Start of TEXT PROVIDED
Name: Jack Cerchiara, PhD

Title: Telomere maintenance and corticosterone in Magellanic penguins

Abstract: Telomeres shorten with age in most species, and may affect adult survival. Corticosterone, and stress, has been linked to telomere shortening in other species. Magellanic penguins are a particularly good model organism as they are an unusually long-lived species, exceeding their mass-adjusted predicted lifespan by 26%. Contrary to our hypothesis, we found adults aged 5 years to over 24 years of age had similar telomere lengths. Neither telomere length, nor the rate at which the telomeres changed over these 3 years, correlated with breeding frequency or investment. Corticosterone was not correlated with telomere length in adults and suggests that low basal corticosterone may play a role in the telomere maintenance observed. Corticosterone also declined during the breeding season and was positively correlated with the age of adult penguins. Our results demonstrate that telomere maintenance may be a component of longevity even with increased reproductive effort, investment, and basal corticosterone.

Lab Information: BERG/Boersma Lab

Intro:  Jack obtained his PhD in Dee Boersma's lab here at the University of Washington studying the relationship between telomeres, aging and reproduction in very long lived Magellanic penguins. Jack continued as a PostDoc in Dr. Boersma’s Lab studying baseline corticosterone and telomeres in wild and captive Spheniscus penguins. Jack recently joined the Biology Education Research Group as a PostDoc using machine learning to assess student learning of technical physiology.

Name: Stephanie Conway

Title: Using the model fern Ceratopteris richardii to reconstruct the ancestral role of a flowering  gene.

Abstract: LEAFY (LFY) is a transcription factor with an important role in floral meristem identity in angiosperms. LFY orthologs are found across non-flowering land plants suggesting an important ancestral function beyond flower development. Recent stable transgenesis of the model fern Ceratopteris richardii presents a golden opportunity to examine LFY function in this early-diverging vascular plant. Preliminary experiments on validated loss-of-function transgenic lines suggest that CrLFY plays a role in the early germination and growth of the gametophyte, as well as a later role in the sporophyte, possibly in the establishment of its shoot meristem, and in the development of the dissected leaf morphology. Based on our results, our working hypothesis is that LFY’s floral meristem identity function in angiosperms was recruited from a broader meristematic role in earlier vascular plants.
End of TEXT PROVIDED
Start of RAW DATA
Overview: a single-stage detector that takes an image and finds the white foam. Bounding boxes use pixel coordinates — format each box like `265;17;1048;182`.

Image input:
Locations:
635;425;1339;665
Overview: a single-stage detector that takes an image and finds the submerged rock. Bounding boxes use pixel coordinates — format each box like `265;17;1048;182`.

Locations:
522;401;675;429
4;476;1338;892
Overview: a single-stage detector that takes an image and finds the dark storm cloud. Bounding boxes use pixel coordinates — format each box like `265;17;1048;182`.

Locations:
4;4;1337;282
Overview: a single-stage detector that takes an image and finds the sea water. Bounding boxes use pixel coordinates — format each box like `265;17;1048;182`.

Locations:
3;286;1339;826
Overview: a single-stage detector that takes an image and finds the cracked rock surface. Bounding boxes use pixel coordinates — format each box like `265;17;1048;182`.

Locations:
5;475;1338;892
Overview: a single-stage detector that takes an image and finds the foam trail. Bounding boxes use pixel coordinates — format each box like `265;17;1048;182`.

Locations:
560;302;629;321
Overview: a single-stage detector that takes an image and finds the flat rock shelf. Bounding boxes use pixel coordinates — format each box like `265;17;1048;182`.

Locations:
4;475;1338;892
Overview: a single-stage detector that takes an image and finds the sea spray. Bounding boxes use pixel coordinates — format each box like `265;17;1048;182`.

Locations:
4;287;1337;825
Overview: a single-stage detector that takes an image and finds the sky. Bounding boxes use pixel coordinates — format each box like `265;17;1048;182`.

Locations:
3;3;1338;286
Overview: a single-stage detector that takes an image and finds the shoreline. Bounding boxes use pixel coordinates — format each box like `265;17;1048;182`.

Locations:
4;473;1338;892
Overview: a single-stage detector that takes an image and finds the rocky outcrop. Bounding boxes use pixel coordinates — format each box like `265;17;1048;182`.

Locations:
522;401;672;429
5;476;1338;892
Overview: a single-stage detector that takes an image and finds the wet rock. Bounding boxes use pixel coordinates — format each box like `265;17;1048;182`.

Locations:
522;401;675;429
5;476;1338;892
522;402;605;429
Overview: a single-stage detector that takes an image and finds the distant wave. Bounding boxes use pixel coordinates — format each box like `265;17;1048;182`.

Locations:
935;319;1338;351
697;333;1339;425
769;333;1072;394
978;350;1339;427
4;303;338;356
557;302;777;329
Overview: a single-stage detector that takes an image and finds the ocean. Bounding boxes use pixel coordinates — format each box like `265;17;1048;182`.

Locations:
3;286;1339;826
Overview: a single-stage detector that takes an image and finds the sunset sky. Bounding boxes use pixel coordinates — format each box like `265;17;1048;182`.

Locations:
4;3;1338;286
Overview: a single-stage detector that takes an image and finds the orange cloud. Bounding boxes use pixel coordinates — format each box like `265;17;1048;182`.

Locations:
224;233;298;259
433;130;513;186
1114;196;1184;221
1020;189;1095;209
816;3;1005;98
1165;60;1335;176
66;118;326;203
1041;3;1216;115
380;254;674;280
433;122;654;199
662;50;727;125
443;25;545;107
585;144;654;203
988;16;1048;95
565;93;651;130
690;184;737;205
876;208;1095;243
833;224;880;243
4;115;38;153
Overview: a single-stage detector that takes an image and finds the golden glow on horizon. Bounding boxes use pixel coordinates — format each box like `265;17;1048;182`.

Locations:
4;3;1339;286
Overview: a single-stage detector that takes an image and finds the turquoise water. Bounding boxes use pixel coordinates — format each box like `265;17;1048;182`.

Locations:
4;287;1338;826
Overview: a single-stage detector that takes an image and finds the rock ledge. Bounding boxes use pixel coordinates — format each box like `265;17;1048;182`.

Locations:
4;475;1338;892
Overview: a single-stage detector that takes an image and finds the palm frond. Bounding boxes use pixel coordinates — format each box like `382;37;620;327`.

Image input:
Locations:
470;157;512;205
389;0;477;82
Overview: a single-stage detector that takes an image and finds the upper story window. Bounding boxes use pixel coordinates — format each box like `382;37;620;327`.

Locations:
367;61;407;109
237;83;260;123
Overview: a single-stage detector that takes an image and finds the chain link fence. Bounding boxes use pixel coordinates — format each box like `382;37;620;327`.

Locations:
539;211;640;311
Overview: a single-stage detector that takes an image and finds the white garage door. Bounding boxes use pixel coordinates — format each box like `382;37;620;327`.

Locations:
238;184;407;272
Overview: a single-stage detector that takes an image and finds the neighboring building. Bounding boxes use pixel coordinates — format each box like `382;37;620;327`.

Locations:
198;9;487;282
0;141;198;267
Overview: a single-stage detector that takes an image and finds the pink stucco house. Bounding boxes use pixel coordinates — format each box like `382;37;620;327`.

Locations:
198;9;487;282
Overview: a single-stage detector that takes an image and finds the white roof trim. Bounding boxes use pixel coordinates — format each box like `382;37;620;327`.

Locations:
End of RAW DATA
_REQUIRED TASKS_
• a. Condense the paragraph of the text beginning "Jack obtained his PhD" into a short list that keeps its main facts.
• b. Quote the text exactly, beginning at the words "Intro:  Jack obtained" and stopping after "of technical physiology.".
The data bears no relation to the text.

_ANSWER SET_
• a.
- PhD: Dee Boersma's lab, University of Washington; studied telomeres, aging and reproduction in very long-lived Magellanic penguins
- PostDoc in Dr. Boersma's Lab: studied baseline corticosterone and telomeres in wild and captive Spheniscus penguins
- Recent position: PostDoc with the Biology Education Research Group, using machine learning to assess student learning of technical physiology

• b.
Intro:  Jack obtained his PhD in Dee Boersma's lab here at the University of Washington studying the relationship between telomeres, aging and reproduction in very long lived Magellanic penguins. Jack continued as a PostDoc in Dr. Boersma’s Lab studying baseline corticosterone and telomeres in wild and captive Spheniscus penguins. Jack recently joined the Biology Education Research Group as a PostDoc using machine learning to assess student learning of technical physiology.